Reproduce the data below line for line, without altering anything.
* start *
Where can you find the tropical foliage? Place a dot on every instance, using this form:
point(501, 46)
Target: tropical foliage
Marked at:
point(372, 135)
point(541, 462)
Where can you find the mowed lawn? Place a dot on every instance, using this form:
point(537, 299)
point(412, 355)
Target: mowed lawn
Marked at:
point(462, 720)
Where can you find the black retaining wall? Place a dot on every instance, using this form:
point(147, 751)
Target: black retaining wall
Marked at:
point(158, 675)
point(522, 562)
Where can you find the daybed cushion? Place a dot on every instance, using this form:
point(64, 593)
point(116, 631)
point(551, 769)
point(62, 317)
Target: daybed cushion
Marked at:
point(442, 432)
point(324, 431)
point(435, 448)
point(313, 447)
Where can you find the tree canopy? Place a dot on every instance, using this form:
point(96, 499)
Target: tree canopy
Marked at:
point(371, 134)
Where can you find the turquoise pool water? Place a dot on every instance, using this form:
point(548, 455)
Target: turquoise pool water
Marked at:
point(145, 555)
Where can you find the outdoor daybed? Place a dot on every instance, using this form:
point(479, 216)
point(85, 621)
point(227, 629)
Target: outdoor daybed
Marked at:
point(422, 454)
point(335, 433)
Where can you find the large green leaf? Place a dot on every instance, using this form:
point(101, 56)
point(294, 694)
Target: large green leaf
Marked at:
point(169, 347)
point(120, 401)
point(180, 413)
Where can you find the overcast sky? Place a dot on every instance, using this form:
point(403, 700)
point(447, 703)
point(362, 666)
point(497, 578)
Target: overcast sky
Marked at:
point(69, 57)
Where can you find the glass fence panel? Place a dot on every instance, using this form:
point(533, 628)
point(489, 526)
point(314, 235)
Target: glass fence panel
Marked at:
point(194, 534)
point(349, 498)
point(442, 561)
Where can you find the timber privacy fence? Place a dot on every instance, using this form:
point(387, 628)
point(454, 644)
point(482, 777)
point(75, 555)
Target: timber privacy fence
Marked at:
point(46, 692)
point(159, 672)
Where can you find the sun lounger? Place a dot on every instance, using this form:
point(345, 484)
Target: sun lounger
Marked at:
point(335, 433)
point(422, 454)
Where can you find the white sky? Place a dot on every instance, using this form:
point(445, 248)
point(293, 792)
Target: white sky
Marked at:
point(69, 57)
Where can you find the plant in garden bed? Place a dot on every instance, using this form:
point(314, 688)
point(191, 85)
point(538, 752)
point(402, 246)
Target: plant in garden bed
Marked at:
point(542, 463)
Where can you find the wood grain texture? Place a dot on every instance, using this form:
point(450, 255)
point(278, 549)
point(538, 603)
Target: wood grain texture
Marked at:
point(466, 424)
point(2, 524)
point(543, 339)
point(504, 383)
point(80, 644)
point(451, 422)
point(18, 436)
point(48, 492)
* end *
**Problem solution**
Where can you find the tropical foliage? Place a dot on every instance, using this form:
point(501, 46)
Target: tropical foliage
Marked at:
point(372, 135)
point(541, 462)
Where can you find the mowed lawn? Place a dot on every instance, using this form:
point(537, 299)
point(412, 355)
Target: mowed lawn
Marked at:
point(462, 720)
Where can you find the black retaining wall? Place a dot on every instance, using this form:
point(147, 751)
Target: black retaining wall
Marked at:
point(158, 675)
point(522, 562)
Where can you find the daybed cushion? Place a dot on every instance, using this form:
point(64, 593)
point(116, 631)
point(551, 769)
point(62, 317)
Target: daybed cushion
Marked at:
point(442, 432)
point(324, 431)
point(435, 448)
point(313, 447)
Where can you find the tree canopy? Place a dot on every instance, using this form:
point(96, 499)
Target: tree canopy
Marked at:
point(371, 134)
Where can you find the turquoise pool water? Place a dot on every instance, using this form:
point(548, 455)
Target: turquoise pool water
Marked at:
point(145, 555)
Where can you find the outdoor daybed? Place a dot on every instance, using this form:
point(479, 216)
point(85, 621)
point(227, 629)
Target: outdoor daybed
Marked at:
point(422, 454)
point(335, 433)
Where can you find the large green leaf? Place a dot on every instance, using this form:
point(101, 56)
point(294, 694)
Target: large green leaf
Marked at:
point(169, 347)
point(120, 401)
point(180, 413)
Where can you find the overcast sky? Place a dot on every instance, using this form:
point(403, 700)
point(447, 703)
point(362, 666)
point(497, 578)
Target: overcast sky
Marked at:
point(69, 57)
Where can you find the glass fence panel? Place a dot on every instance, using this form:
point(533, 628)
point(489, 526)
point(314, 235)
Target: glass fence panel
Marked at:
point(194, 534)
point(349, 498)
point(442, 561)
Where can you find the timber privacy fence? Place a dot on every instance, using this form:
point(387, 628)
point(454, 644)
point(482, 777)
point(75, 555)
Target: timber privacy fence
Marked at:
point(46, 692)
point(159, 672)
Where can you find the sun lounger? Place a dot on every instance, using this form:
point(345, 484)
Target: sun lounger
Marked at:
point(335, 433)
point(422, 454)
Where can you find the white sky? Place a dot on every instance, using this form:
point(445, 248)
point(293, 792)
Target: white sky
Marked at:
point(69, 57)
Where can you find the plant in garden bed? Place a dot on every instance, using this form:
point(314, 688)
point(191, 85)
point(538, 752)
point(402, 246)
Target: plant in garden bed
Marked at:
point(542, 463)
Where can you find the wood grain texture? Place a dot on every instance, using this form:
point(450, 255)
point(278, 549)
point(538, 603)
Target: wood grain texture
Marked at:
point(466, 424)
point(2, 524)
point(543, 339)
point(504, 383)
point(80, 644)
point(451, 422)
point(18, 436)
point(48, 492)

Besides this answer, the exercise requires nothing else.